#### YOUR TASK:
How many of the rows below contain the string "eyelash", with case counting? Reply with the number alone.

#### EXCERPTED DATA:
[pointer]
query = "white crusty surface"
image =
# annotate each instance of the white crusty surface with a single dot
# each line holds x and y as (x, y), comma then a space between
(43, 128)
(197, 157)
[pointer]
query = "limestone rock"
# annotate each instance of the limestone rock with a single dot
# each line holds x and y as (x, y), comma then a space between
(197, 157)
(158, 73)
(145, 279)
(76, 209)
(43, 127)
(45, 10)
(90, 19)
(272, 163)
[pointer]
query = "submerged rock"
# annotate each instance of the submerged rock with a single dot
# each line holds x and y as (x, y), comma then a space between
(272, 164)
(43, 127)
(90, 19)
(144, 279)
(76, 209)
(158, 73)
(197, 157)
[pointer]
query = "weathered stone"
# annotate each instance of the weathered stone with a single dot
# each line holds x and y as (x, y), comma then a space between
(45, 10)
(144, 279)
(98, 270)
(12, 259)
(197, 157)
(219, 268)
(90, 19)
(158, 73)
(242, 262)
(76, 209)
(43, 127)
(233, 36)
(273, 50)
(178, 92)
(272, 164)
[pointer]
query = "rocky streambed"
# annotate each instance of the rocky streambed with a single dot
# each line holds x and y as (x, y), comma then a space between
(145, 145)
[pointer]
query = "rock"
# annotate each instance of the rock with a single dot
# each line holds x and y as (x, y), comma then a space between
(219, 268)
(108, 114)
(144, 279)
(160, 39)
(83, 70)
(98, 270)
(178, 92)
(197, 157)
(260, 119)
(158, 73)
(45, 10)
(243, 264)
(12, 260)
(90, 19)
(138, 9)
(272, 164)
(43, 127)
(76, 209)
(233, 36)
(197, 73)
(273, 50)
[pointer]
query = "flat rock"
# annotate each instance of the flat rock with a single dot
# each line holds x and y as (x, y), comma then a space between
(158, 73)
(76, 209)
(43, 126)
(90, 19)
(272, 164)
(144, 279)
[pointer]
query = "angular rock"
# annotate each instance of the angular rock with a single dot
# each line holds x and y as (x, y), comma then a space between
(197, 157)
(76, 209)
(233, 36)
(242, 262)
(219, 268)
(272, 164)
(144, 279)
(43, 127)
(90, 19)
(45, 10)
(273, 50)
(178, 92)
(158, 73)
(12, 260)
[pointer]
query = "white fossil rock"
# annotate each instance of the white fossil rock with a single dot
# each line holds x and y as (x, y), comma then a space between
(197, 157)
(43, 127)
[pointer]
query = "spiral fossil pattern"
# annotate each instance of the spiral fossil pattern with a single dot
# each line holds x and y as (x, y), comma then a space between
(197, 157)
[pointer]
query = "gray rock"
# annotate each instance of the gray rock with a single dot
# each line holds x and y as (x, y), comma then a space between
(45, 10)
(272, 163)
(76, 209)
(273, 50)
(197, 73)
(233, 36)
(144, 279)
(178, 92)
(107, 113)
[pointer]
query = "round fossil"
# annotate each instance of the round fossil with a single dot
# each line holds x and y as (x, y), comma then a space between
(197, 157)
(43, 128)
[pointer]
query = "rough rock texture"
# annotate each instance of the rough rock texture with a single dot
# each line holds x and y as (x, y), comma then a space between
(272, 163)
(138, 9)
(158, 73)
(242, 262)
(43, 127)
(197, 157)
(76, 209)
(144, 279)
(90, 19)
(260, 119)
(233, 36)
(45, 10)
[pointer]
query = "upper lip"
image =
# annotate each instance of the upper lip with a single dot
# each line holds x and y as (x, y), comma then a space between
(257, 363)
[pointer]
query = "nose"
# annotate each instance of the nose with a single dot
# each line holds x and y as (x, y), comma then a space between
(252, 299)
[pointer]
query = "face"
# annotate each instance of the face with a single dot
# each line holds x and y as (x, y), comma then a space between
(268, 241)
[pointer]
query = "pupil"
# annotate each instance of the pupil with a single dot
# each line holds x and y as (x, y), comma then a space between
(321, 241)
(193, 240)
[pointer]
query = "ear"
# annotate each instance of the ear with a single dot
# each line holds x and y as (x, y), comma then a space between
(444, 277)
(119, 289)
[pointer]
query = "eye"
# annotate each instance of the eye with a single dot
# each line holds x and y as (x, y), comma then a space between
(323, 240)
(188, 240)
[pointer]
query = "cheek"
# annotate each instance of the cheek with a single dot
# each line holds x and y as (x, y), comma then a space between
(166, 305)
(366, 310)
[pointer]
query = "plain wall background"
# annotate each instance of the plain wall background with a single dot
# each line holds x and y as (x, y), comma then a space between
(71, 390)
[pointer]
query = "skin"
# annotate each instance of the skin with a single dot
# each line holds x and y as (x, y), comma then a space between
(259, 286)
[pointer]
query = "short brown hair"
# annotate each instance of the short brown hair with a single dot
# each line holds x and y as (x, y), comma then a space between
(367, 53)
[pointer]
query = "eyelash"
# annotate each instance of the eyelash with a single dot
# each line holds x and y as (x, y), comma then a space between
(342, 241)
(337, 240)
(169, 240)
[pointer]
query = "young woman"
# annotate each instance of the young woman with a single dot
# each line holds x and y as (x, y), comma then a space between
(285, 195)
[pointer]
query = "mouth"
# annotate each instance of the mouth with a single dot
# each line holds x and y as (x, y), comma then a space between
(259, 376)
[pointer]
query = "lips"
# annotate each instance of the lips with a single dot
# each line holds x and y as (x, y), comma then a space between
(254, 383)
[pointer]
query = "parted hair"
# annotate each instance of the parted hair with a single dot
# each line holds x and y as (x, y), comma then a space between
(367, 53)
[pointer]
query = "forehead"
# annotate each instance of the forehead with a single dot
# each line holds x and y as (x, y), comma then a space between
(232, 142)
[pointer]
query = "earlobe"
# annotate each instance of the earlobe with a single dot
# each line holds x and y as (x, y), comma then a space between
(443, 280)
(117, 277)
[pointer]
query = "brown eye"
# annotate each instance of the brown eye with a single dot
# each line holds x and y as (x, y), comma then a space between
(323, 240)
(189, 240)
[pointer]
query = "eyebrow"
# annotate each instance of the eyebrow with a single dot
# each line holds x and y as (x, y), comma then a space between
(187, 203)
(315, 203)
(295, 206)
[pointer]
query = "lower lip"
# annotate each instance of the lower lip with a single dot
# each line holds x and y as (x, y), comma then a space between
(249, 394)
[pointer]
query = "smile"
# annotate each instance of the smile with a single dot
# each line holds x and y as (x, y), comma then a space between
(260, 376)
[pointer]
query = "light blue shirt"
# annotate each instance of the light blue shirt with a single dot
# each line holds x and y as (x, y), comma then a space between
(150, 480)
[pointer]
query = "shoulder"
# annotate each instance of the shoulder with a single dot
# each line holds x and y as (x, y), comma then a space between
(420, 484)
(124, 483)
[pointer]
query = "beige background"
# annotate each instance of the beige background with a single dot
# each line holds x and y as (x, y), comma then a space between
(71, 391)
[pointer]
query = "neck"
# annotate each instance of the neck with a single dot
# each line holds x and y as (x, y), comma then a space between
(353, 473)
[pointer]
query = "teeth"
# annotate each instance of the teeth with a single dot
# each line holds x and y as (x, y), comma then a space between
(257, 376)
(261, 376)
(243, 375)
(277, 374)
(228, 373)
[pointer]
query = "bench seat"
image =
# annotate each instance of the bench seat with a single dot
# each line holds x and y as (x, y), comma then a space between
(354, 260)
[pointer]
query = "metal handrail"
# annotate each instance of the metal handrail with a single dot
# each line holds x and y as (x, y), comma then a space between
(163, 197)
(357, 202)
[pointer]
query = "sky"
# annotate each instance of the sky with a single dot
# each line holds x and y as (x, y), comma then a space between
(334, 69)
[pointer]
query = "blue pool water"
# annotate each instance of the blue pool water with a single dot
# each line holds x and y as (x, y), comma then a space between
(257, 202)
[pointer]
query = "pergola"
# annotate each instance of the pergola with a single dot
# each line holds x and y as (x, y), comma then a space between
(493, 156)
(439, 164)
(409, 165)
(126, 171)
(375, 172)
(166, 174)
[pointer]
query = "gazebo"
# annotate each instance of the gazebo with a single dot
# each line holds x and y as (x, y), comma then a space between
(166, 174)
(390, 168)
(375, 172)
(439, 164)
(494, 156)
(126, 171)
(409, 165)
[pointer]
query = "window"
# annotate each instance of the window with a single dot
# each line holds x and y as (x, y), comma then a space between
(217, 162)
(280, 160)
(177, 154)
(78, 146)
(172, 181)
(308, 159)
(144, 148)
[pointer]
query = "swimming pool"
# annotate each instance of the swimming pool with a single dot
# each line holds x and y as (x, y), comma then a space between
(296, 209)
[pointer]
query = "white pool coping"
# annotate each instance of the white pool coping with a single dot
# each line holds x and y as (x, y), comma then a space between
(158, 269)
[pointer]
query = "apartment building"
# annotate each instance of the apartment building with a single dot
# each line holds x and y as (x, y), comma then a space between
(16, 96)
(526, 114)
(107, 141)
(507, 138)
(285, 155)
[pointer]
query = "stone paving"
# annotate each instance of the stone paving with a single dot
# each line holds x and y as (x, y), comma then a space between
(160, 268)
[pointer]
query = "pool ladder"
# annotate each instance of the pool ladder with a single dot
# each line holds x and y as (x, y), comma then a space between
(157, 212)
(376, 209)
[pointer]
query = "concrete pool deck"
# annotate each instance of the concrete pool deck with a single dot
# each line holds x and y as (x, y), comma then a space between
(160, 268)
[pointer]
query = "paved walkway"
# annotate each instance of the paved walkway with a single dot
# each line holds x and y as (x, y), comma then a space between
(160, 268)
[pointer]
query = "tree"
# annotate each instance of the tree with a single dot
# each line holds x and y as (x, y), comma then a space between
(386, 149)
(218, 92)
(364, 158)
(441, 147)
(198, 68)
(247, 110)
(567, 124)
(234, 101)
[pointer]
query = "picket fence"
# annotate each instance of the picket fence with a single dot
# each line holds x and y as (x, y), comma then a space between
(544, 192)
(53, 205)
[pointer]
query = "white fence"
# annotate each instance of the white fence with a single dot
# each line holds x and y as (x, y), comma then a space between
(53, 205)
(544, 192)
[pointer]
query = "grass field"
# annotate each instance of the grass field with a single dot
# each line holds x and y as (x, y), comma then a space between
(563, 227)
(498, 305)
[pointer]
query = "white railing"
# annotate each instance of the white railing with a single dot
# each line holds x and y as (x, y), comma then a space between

#### ANSWER TO THE TASK:
2